**Gestellte Aufgabe A:**
Was steht im Artikel über Nick Woltemade?
(i) In welchem Stadion wird das Spiel ausgetragen?
(ii) Gegen welche Mannschaft tritt Deutschland an?
(iii) Wie viele Tore erzielt Nick Woltemade?
**Gestellte Aufgabe B:** Wie lässt sich der Artikel über Nick Woltemade in zwei Sätzen zusammenfassen?
**Gestellte Aufgabe C:** Schreib den Artikel über Nick Woltemade nach seinem letzten Satz weiter.

**Textabschnitt:**
------------
Deutschlands Peter Crouch: Nick Woltemades Aufstieg zum Shootingstar
- Nico Kellmann

- 27. März
- 4 Min. Lesezeit
Ein Dienstagabend im März, Flutlicht über Darmstadt. Das Stadion am Böllenfalltor ist ausverkauft, auch wenn es „nur“ ein U21-Spiel ist. Deutschland gegen Spanien – ein Härtetest, wie man ihn sich wünscht vor einer Europameisterschaft. Alle schauen auf die flinke Offensive der Spanier, auf Ballbesitz und Passstafetten. Doch als das Spiel abgepfiffen wird, spricht alles nur noch über einen: Nick Woltemade. Drei Tore. Ein Dreierpack. Ein Abend, der vielleicht der Startschuss war für etwas Größeres.
------------
[Datenelemente]
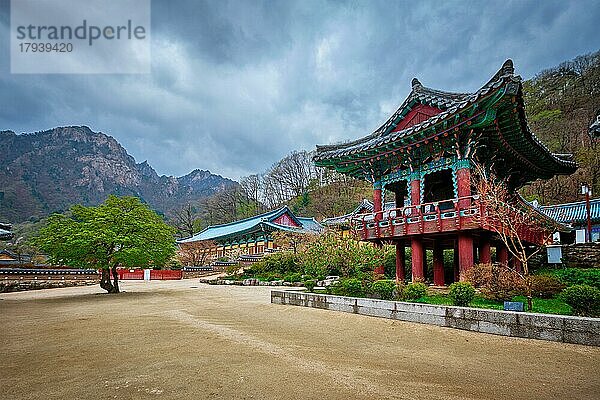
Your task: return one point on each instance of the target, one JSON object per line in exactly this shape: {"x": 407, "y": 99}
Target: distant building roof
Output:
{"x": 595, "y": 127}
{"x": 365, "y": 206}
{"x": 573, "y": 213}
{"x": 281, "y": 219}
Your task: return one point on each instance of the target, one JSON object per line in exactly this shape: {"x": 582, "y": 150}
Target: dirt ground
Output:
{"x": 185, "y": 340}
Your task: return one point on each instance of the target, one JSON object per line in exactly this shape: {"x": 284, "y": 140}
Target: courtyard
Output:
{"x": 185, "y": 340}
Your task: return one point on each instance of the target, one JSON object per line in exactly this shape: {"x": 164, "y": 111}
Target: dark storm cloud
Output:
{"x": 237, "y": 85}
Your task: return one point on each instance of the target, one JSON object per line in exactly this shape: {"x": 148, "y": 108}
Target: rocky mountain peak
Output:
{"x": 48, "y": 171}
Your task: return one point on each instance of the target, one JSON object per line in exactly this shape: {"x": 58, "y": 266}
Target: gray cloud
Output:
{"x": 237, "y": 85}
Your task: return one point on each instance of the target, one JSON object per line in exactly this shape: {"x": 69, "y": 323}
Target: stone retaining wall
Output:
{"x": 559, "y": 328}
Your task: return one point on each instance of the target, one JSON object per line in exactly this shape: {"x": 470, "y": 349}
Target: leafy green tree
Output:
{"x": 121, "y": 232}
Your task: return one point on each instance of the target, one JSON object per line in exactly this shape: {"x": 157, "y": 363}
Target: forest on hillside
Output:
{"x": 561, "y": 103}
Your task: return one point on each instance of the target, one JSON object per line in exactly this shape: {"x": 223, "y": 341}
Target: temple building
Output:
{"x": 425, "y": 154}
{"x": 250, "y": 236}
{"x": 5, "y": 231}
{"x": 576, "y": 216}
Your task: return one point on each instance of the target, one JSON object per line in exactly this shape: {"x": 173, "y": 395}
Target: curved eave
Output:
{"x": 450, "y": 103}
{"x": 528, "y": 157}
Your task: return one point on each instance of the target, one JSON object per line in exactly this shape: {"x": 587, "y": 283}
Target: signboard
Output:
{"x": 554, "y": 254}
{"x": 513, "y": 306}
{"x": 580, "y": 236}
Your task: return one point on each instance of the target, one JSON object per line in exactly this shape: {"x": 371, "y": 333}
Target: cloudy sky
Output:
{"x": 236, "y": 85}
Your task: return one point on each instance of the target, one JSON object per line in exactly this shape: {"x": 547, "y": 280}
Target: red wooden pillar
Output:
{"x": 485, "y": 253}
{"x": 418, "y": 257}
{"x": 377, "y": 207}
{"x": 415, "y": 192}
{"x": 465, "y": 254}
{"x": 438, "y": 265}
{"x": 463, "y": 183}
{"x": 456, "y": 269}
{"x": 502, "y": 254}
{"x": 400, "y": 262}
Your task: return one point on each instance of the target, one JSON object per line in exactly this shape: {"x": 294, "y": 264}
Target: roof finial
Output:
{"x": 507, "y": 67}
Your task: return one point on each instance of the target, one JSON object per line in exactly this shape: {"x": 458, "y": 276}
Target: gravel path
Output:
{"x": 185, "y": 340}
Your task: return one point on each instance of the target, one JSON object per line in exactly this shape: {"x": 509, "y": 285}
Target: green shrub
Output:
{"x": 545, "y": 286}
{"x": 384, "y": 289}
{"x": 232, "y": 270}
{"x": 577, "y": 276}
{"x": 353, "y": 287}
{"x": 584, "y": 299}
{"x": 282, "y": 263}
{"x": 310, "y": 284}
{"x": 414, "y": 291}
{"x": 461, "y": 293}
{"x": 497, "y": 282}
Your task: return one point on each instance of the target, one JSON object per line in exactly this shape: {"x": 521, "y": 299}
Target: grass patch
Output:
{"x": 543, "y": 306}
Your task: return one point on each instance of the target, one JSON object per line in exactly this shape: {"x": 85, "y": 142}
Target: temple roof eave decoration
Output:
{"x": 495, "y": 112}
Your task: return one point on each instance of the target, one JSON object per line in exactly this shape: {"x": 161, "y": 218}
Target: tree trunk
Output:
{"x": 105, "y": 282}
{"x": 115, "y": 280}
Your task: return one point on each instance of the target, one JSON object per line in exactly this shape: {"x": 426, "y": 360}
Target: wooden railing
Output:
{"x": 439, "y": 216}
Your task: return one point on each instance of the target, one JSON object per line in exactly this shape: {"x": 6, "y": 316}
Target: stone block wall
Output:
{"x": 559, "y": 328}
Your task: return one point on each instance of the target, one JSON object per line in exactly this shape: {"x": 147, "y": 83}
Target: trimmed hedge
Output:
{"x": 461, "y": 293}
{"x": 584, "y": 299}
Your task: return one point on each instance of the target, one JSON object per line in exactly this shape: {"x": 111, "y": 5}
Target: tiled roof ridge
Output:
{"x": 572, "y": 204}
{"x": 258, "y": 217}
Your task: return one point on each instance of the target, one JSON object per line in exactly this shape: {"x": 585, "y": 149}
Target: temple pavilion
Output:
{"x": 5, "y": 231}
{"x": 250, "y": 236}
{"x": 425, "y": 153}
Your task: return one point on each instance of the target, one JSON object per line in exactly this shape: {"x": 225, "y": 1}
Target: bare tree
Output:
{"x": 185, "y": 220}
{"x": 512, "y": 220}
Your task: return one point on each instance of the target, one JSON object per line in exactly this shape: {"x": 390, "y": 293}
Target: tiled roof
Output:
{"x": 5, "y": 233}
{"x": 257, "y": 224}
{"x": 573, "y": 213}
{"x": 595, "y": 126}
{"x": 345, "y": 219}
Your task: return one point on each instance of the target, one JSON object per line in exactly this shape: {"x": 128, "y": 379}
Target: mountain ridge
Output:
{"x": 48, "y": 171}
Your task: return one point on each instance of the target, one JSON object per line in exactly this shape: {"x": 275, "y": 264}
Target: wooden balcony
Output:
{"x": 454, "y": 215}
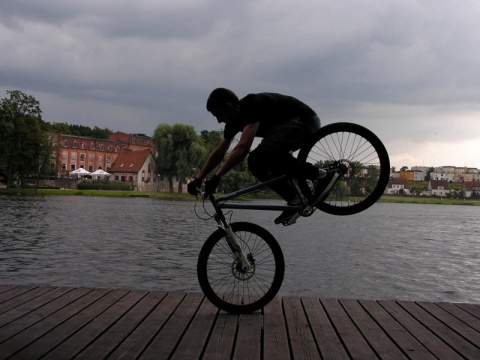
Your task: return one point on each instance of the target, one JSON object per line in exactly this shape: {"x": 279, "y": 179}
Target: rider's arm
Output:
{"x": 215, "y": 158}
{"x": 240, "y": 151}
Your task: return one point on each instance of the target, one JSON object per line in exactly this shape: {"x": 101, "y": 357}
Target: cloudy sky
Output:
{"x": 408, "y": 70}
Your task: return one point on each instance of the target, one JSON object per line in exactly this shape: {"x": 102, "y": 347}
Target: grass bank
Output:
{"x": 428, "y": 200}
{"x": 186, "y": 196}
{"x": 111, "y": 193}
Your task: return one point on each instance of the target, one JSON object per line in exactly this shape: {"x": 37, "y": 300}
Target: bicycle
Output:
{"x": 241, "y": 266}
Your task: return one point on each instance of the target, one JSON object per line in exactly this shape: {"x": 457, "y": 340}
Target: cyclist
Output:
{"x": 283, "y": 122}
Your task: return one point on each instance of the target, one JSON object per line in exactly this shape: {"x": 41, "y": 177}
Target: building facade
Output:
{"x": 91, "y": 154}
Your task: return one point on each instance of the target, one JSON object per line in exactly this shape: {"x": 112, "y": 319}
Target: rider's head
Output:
------------
**Lösung A:**
(i) Im Stadion am Böllenfalltor in Darmstadt.
(ii) Gegen Spanien.
(iii) Drei.

**Lösung B:** An einem Dienstagabend im März trifft die deutsche U21 im ausverkauften Stadion am Böllenfalltor in Darmstadt auf Spanien, ein Härtetest vor einer Europameisterschaft, bei dem zunächst alle auf die spanische Offensive schauen. Nach dem Abpfiff spricht jedoch alles nur noch über Nick Woltemade, der drei Tore erzielt hat.

**Lösung C:**
Der Lulatsch, der zaubern kann
Als Nick Woltemade das erste Mal öffentlich auf sich aufmerksam machte, war er noch keine 18 Jahre alt. Jugendspieler bei Werder Bremen, schlagsig, irgendwie noch nicht fertig gewachsen – aber mit einem Ballgefühl, das irritierte.
Zu groß, zu technisch. Zu langsam, zu klug. „Er bringt Fähigkeiten mit, die man nicht trainieren kann“, sagte sein damaliger Trainer Florian Kohfeldt. Und schickte ihn in der Rückrunde 2020 mitten rein in den Abstiegskampf. Der Plan: dem Wunderkind ein paar Minuten geben, es wachsen lassen. Die Realität: Werder stürzte ab, Woltemade ging unter.
Er blieb. Machte weiter. Wurde verliehen. Nicht nach Belgien oder Holland wie viele andere, sondern nach Elversberg. Dritte Liga. Region. Regen.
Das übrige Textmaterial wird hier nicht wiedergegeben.